# [Material to process]
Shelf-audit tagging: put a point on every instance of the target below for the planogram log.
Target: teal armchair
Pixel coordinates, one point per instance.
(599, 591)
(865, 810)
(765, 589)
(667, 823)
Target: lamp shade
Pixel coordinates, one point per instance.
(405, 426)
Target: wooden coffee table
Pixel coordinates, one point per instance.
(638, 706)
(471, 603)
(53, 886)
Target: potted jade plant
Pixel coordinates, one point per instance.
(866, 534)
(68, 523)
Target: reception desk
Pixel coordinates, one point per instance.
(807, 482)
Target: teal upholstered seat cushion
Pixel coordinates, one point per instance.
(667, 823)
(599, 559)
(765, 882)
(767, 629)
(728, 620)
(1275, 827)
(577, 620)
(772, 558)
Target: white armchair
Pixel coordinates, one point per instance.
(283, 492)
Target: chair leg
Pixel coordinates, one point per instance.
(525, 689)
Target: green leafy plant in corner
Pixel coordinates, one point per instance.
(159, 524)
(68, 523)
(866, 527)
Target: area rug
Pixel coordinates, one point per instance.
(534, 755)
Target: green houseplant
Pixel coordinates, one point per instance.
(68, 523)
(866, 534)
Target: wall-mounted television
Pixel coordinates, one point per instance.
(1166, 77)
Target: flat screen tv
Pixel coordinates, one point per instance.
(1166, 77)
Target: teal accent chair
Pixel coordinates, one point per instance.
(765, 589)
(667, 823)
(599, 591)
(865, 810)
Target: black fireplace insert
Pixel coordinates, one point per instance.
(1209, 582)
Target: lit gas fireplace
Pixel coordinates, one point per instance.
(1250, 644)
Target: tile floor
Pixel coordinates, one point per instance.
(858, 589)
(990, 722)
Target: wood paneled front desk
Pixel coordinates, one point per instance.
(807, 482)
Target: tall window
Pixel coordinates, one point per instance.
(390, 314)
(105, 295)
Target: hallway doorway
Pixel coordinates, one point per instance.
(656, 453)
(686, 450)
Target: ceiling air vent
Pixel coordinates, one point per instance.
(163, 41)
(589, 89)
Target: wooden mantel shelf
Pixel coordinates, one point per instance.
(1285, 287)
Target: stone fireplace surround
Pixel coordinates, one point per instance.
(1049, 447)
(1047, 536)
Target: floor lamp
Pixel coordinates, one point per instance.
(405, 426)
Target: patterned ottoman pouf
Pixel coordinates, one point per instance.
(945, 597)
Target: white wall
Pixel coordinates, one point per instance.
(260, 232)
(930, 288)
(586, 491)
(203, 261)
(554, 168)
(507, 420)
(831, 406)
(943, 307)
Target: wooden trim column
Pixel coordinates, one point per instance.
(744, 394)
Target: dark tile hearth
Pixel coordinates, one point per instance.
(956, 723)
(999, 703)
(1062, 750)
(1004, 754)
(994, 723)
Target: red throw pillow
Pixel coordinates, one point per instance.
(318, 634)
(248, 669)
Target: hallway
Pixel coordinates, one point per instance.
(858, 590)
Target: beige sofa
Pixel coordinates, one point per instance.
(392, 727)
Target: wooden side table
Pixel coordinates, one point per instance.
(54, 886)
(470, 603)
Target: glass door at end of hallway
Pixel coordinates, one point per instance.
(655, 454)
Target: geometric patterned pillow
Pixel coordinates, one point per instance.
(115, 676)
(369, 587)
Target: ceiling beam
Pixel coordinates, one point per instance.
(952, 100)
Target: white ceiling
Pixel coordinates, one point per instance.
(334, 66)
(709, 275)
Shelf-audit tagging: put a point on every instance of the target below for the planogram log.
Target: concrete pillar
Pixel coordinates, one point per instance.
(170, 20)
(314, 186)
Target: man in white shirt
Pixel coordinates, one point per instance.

# [Task item]
A faithful copy of every record is required; output it in full.

# [Reply to the task]
Shelf-audit tagging: put a point on every instance of the target below for the planogram log.
Target: teal armchair
Pixel coordinates, one point per instance.
(599, 591)
(865, 810)
(765, 589)
(667, 823)
Target: lamp shade
Pixel coordinates, one point per instance.
(405, 426)
Target: wooden coffee table
Pixel coordinates, one point per instance.
(638, 706)
(471, 603)
(53, 886)
Target: potted jade plant
Pixel coordinates, one point per instance.
(866, 534)
(68, 523)
Target: reception desk
Pixel coordinates, one point per instance.
(807, 482)
Target: teal upholstered seat cushion
Pixel coordinates, one point per instance.
(667, 823)
(599, 559)
(765, 882)
(767, 629)
(728, 620)
(1275, 827)
(577, 620)
(772, 558)
Target: white armchair
Pixel coordinates, one point per instance.
(283, 492)
Target: chair leg
Pixel coordinates, one point per instance.
(525, 689)
Target: green leafy plant in corner
Pixel coordinates, one point per instance.
(159, 524)
(68, 523)
(866, 527)
Target: area rug
Pixel coordinates, one point per instance.
(534, 755)
Target: green houseplant
Pixel coordinates, one point per instance.
(68, 523)
(866, 534)
Target: wall-mounted television
Pixel coordinates, one point per instance.
(1166, 77)
Target: flat screen tv
Pixel coordinates, one point per instance.
(1166, 77)
Target: teal accent chair
Pixel coordinates, one point per instance.
(765, 589)
(667, 823)
(599, 591)
(865, 810)
Target: black fireplace insert
Pixel coordinates, one point per instance.
(1209, 582)
Target: lit gas fireplace
Pixel coordinates, one point per instance.
(1250, 644)
Target: tile floor
Pixel coordinates, one point per instance.
(858, 589)
(990, 722)
Target: wood paneled front desk
Pixel coordinates, one point per instance.
(807, 482)
Target: tall window
Pixel coordinates, one point per instance.
(390, 314)
(105, 295)
Target: hallway doorway
Pixel coordinates, one point per instance.
(656, 453)
(686, 450)
Target: ceiling air vent
Pixel coordinates, one point per instance.
(163, 41)
(589, 89)
Target: wooden mantel shelf
Pixel coordinates, one point per instance.
(1285, 287)
Target: stone fireplace surround
Pixel coordinates, one point per instance.
(1049, 447)
(1047, 536)
Target: floor lamp
Pixel coordinates, one point per instance.
(405, 426)
Target: patterned ottoman pouf
Pixel coordinates, one point per instance.
(945, 597)
Target: white wall
Pixel coordinates, one point per instance.
(260, 232)
(930, 288)
(586, 491)
(203, 261)
(554, 168)
(507, 420)
(831, 406)
(943, 307)
Target: wooden trim column
Pixel coordinates, one point per instance.
(744, 394)
Target: dark tile hearth
Pixel coordinates, one point per instance.
(956, 723)
(999, 703)
(1062, 750)
(1004, 754)
(994, 723)
Target: red throw pillow
Pixel coordinates, one point per instance.
(318, 634)
(248, 669)
Target: hallway
Pixel coordinates, one point per instance.
(858, 590)
Target: beige sofa
Pixel coordinates, one point per instance.
(392, 727)
Target: wooden side table
Pixel coordinates, one point per instance.
(54, 886)
(470, 603)
Target: glass door at end of hallway
Pixel coordinates, one point per instance.
(655, 454)
Target: geometric patterned pillow
Pixel coordinates, one point per instance.
(115, 676)
(369, 587)
Target: ceiling beam
Pixel coordinates, one point per instance.
(952, 100)
Target: white ceiling
Pixel coordinates, one point per instance.
(334, 66)
(709, 275)
Shelf-audit tagging: put a point on every instance of the target below for the planogram log.
Target: concrete pillar
Pixel coordinates, one point per instance.
(170, 20)
(314, 186)
Target: man in white shirt
Pixel coordinates, one point per instance.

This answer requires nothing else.